▸ Excerpted text
*** Block opens ***
Tests with the third generation reactor were recently started. Results will be provided in the next progress report.

Task 6 ­ Microbial Structure and Function Tests. A preliminary investigation of the microbial ecology of the biofilm and suspended biomass for the first generation reactor was conducted using DGGE. DGGE indicated significant differences between the biomass attached to the membrane surface and the suspended solids (See Figure 2). It appears that both nitrifying and heterotrophic biomass was attached to the membrane, however nitrifying bacteria were only present in the biofilm and not in the suspended biomass. Currently, steps are being taken to quantify the difference between the suspended and attached biomass in the MBfP during TN removal. We currently are developing a clone library from the biofilm and suspended biomass to help identify the species in the DGGE bands.

A new “column reactor” configuration is being used to study of the microbial structure and function on a biofilm under varying BOD:NH₃ conditions. The column reactors include a single membrane in side a glass tube. The membrane is inoculated with activated sludge, and a biofilm develops under different BOD:NH₃ conditions that may be present in the full scale MBfP reactor. Sampling ports have been included to allow easy access for microsensor measurements. A cryosectioning technique has been developed to section the membrane for microbial ecology analysis by FISH.

Task 8 ­ Pilot Scale Design and Testing Plan

We are awaiting the results of the third generation reactor before beginning the pilot scale design. This may delay the pilot-scale tests.

Have the results/data gathered during this reporting period changed the project objectives when compared to your original proposal?

Data Generated to date
Please see Figures 1 and 2, as referenced above.

Project Objectives for Next Reporting Period

Objectives
The objectives for the next reporting period are: (1) continue bench scale screening tests to determine an effective fiber configuration and mixing approach, and to determine necessary operational parameters; (2) investigate the MBfP biofilm’s microbial function and structure; and (3) begin design and construction of the pilot scale MBfP reactor.
*** Block closes ***
▸ Records supplied
*** Block opens ***
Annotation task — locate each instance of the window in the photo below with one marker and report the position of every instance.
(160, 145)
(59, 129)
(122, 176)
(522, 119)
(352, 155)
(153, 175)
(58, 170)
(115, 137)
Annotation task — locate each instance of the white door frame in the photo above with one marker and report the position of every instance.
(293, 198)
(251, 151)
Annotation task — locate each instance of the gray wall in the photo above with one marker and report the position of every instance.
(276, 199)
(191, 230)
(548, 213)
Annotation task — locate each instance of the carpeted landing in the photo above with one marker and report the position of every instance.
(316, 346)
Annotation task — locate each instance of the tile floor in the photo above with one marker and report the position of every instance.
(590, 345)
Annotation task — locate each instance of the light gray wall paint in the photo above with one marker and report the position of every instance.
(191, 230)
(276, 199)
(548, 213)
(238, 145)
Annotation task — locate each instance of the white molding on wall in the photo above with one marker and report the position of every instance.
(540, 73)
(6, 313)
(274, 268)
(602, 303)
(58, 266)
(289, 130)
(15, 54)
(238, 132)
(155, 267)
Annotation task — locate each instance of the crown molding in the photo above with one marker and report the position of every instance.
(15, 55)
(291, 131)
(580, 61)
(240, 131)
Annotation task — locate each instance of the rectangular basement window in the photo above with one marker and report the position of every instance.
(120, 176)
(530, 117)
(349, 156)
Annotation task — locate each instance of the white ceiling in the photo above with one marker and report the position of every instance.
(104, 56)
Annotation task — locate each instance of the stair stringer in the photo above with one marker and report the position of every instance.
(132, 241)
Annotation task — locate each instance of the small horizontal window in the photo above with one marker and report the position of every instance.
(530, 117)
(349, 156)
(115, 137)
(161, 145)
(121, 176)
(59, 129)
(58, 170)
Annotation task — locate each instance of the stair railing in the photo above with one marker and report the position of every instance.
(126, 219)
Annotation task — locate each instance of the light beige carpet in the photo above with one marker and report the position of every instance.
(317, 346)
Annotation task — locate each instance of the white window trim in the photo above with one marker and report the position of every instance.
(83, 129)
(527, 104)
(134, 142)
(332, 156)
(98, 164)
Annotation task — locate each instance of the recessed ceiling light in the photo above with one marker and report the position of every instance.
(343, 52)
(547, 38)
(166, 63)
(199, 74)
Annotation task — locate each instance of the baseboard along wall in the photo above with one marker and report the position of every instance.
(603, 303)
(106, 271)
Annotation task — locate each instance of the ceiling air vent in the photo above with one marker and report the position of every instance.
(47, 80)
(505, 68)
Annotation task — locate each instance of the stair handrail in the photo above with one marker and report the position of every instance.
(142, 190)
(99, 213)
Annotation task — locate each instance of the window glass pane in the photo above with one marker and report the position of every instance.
*** Block closes ***
▸ Work to complete
Reproduce the passage of the reactor progress report starting at "Task 6 ­ Microbial" and ending at "the DGGE bands.".

▸ Solution
Task 6 ­ Microbial Structure and Function Tests. A preliminary investigation of the microbial ecology of the biofilm and suspended biomass for the first generation reactor was conducted using DGGE. DGGE indicated significant differences between the biomass attached to the membrane surface and the suspended solids (See Figure 2). It appears that both nitrifying and heterotrophic biomass was attached to the membrane, however nitrifying bacteria were only present in the biofilm and not in the suspended biomass. Currently, steps are being taken to quantify the difference between the suspended and attached biomass in the MBfP during TN removal. We currently are developing a clone library from the biofilm and suspended biomass to help identify the species in the DGGE bands.